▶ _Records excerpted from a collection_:
-- start --

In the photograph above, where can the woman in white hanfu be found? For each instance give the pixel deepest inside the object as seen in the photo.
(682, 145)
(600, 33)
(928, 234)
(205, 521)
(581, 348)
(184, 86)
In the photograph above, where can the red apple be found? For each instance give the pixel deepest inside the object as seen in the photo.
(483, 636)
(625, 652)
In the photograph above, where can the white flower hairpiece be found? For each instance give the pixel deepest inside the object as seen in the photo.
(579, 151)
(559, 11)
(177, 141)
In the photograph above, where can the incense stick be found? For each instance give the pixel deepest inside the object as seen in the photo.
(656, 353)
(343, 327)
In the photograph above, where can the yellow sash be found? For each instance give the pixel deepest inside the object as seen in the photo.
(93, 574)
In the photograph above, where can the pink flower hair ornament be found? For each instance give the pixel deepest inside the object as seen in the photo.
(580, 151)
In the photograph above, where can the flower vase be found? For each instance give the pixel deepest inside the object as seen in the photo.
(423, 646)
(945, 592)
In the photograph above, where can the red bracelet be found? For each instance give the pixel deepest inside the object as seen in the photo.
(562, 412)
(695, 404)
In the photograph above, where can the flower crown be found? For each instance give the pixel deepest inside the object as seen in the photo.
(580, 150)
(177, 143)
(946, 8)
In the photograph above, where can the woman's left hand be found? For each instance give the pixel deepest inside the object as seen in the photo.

-- end --

▶ _REQUIREMENT_:
Copy the records above exactly.

▶ _FULL RESPONSE_:
In the photograph above, where can the woman in white hanfu be found? For each instance give the pixel deepest inside the object as seen in the photo.
(682, 145)
(600, 33)
(928, 234)
(205, 521)
(581, 348)
(184, 86)
In the photograph above, where can the red apple be found? For each instance give the pixel deepest inside the object as seen in the photo.
(483, 636)
(625, 652)
In the photograph above, where can the white flower hairpiece be found? For each instance give the pixel deepest inside the object as seen in the photo.
(579, 151)
(559, 11)
(177, 141)
In the photograph above, where can the incense stick be found? For each instance give the pixel deepest inside the object as seen in the photo.
(656, 353)
(343, 327)
In the photograph above, where can the yellow sash be found? For each instance give the pixel deepest inside the object as seen in the photo.
(93, 574)
In the photograph above, where can the pink flower hair ornament be found? For each instance give the pixel deepest inside the object as seen in the photo.
(580, 151)
In the photograph above, where can the flower vase be found? For each instance give the pixel deepest inside the object as seen in the photo.
(423, 646)
(945, 592)
In the photograph above, where can the red bracelet be found? For each instance give the pixel deepest inside the object as seen in the photo.
(562, 412)
(695, 404)
In the photograph above, where can the flower crown be found? For each instance give the pixel deepest inside the object as seen in the photo.
(580, 150)
(177, 143)
(946, 8)
In the photograph above, where can the woman's left hand be found? For each instance give the pixel deepest inside the object as seen in the photo.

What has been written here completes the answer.